== STATED EXERCISE ==
Rewrite every row from the line containing "# test: locate() returns one point per instance of the tug" down to the end of the rows, replacing "sample" with "example" and changing nothing else.
◆ ◆ ◆ ◆ ◆ ◆ ◆
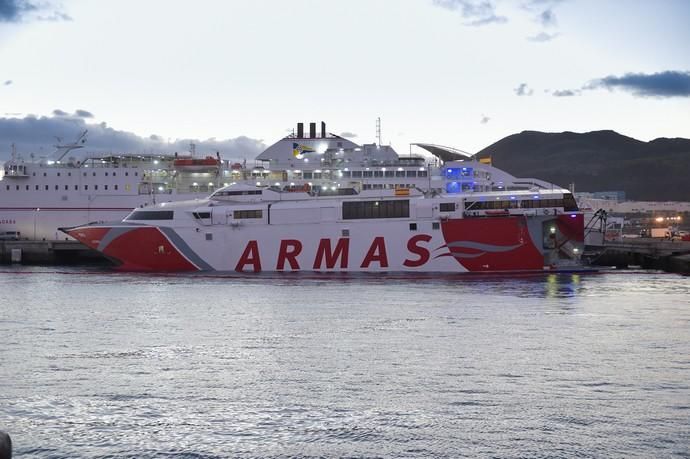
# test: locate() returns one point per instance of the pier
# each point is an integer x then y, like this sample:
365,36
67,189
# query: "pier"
48,253
648,253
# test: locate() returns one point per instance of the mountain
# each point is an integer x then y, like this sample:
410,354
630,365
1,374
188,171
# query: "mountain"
658,170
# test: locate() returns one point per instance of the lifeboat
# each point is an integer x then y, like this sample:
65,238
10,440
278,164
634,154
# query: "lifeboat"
197,164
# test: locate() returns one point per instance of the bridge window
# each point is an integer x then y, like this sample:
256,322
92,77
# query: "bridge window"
150,215
238,214
376,209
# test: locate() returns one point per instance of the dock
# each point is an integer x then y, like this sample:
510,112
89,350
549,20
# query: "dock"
48,253
648,253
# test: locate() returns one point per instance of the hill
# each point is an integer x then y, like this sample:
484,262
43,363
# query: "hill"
658,170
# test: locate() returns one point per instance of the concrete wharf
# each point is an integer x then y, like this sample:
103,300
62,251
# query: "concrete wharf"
47,253
648,253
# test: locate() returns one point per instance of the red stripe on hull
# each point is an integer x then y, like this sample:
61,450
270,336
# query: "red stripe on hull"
141,249
90,237
492,244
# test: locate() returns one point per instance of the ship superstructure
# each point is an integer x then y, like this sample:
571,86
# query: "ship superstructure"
72,187
246,228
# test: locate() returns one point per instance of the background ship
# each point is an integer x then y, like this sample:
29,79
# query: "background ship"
38,196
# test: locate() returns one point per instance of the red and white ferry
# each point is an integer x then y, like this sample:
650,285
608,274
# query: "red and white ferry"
247,228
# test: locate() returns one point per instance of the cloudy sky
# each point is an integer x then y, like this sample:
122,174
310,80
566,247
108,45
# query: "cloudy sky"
465,73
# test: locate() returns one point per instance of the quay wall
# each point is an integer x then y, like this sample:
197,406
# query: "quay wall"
48,253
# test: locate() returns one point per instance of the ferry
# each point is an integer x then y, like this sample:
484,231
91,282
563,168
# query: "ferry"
40,195
246,228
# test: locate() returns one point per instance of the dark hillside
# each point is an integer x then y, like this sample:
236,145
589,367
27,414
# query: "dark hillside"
658,170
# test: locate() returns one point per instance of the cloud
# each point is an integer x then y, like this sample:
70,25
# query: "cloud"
547,18
20,10
544,15
542,37
670,83
477,12
37,135
83,114
566,93
523,90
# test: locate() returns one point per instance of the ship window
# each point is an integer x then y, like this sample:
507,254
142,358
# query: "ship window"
150,215
236,193
376,209
247,214
569,204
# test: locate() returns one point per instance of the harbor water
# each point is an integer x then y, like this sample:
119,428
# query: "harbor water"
98,364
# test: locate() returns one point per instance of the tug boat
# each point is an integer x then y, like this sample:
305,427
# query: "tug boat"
247,228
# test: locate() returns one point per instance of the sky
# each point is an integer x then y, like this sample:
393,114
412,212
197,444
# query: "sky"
237,75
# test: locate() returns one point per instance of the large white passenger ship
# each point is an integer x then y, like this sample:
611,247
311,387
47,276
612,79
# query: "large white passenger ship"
38,196
247,228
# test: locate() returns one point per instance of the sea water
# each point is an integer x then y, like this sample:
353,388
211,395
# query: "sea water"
100,364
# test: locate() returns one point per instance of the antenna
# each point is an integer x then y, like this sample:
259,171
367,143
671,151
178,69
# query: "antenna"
378,129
◆ ◆ ◆ ◆ ◆ ◆ ◆
== TASK ANSWER ==
# test: locate() returns one point per instance of the tug boat
# each point is an integer x then y, like this example:
305,427
# query: "tug boat"
247,228
# test: locate() returns one point per instance of the sky
# each point is an integer x then y, like this example:
393,114
412,212
197,444
# query: "sky"
237,75
# test: locate() returns one point per instance of the large white passenger ship
# each point is an integer x then y, like this example:
611,247
311,387
47,276
612,79
# query: "large white passenger ship"
38,196
247,228
# test: locate() returns one point per instance of the sea water
# each point is an integer x then y, like this example:
353,388
211,395
# query: "sea water"
100,364
# test: locate() returns one point per instance of the antenna
# each point is an integer x then y, like this example:
259,171
367,143
671,151
178,69
# query: "antenna"
378,129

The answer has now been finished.